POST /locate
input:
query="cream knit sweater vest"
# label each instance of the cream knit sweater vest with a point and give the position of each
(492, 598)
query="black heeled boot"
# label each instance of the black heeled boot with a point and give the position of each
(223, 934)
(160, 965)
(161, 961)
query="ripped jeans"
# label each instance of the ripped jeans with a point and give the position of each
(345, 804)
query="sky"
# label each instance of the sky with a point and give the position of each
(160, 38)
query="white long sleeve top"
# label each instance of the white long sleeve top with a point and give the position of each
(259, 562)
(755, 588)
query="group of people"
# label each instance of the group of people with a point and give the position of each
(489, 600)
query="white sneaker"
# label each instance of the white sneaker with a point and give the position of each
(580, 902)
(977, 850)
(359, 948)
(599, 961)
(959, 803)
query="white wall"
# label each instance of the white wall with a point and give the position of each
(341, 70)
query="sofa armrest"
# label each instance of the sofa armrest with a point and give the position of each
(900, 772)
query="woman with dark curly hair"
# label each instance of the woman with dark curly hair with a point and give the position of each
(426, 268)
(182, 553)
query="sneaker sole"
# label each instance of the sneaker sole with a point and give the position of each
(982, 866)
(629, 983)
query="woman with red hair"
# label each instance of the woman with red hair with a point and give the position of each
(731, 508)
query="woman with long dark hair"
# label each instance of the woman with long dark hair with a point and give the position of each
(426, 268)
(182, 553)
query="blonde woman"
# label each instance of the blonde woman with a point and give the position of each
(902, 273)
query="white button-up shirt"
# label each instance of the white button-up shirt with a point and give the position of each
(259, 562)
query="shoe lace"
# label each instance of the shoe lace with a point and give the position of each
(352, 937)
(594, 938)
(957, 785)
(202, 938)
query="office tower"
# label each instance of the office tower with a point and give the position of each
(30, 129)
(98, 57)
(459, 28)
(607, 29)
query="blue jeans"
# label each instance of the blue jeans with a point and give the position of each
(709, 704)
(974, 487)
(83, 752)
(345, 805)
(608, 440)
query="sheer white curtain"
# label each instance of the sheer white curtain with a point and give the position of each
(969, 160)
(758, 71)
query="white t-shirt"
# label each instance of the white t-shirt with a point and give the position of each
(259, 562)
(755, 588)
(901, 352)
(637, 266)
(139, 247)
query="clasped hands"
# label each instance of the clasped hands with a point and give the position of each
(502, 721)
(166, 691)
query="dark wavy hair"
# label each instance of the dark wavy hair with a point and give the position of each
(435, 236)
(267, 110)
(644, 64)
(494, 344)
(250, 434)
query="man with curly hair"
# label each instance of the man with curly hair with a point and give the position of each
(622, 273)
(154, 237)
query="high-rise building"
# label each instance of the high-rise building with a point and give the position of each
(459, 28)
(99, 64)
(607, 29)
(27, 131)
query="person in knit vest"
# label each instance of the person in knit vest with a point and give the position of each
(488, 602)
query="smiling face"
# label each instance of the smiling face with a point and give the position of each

*Aim*
Using the entries above, please restate each one word for word.

*Task output*
POST /locate
input:
query="cream knit sweater vest"
# label each instance of the cream knit sweater vest with a point and give the position of each
(492, 598)
query="black heeled boot"
# label each instance of the black heeled boot with a point and give the position of each
(223, 934)
(160, 965)
(161, 961)
query="ripped jeans"
# label each instance of the ripped jeans with a point and give the position of each
(345, 804)
query="sky"
# label each instance of the sky with a point and give the position of each
(160, 38)
query="white long sleeve top"
# label each instance of the white long sleeve top with a point and give the position of each
(259, 562)
(755, 588)
query="group of people"
# label each instance of the group of people with a point and give the position of each
(489, 600)
query="white sneaker"
# label each instance of the white sneaker with a point and give the position of each
(580, 902)
(977, 850)
(359, 948)
(599, 961)
(959, 803)
query="white wall"
# label each instance of the white wall with a point and give the position of each
(341, 70)
query="sofa armrest"
# label each instance of the sofa armrest with a point and give the position of each
(900, 772)
query="woman with dark curly hair"
# label each instance of the woman with dark curly hair with a point and give the position of each
(426, 268)
(182, 553)
query="sneaker sole"
# label each instance of the sneaker sole with a point and give the position of each
(982, 866)
(629, 983)
query="woman with red hair"
# label each instance of the woman with red hair with a point and give the position of each
(731, 508)
query="woman with long dark hair"
# label each instance of the woman with long dark hair with a point and give the position of each
(426, 268)
(182, 553)
query="blonde woman"
# label each instance of the blonde woman with a point and give the position of each
(902, 273)
query="white button-up shirt"
# label each instance of the white button-up shirt with a point and give the position of each
(259, 562)
query="shoe lace"
# label each instance of the shoe lace with a point and give the position of each
(352, 937)
(594, 938)
(957, 785)
(202, 938)
query="office tower"
# label each instance of the office tower with a point and give the position of each
(30, 129)
(98, 57)
(459, 28)
(607, 29)
query="blue jeans"
# label each instance of the blue jeans with a point and give the position of each
(709, 704)
(974, 487)
(83, 752)
(345, 805)
(608, 440)
query="sheer white curtain"
# label each instance of the sheer white curtain with a point and give the position of each
(969, 160)
(758, 71)
query="white t-shirt"
# label each instance of the white t-shirt with a point and give the position of each
(259, 562)
(755, 588)
(901, 352)
(637, 266)
(139, 247)
query="clasped hands"
# label each instance of the clasped hands with a point and give the position of each
(502, 721)
(166, 691)
query="dark wavy hair"
# label each instance of the dark wavy hair with a point and give the position of each
(435, 236)
(267, 110)
(644, 64)
(494, 344)
(250, 434)
query="man with curly hair"
# label each instance of the man with curly hair with a point and give the position of each
(622, 273)
(154, 237)
query="high-rise building"
# label each instance of the high-rise building with a point and give the position of each
(459, 28)
(99, 64)
(607, 29)
(27, 131)
query="person in knit vest"
# label each instance of the person in knit vest with a point and give the position of each
(488, 602)
query="smiling face"
# label each instance of the smiling face with a point and give the position of each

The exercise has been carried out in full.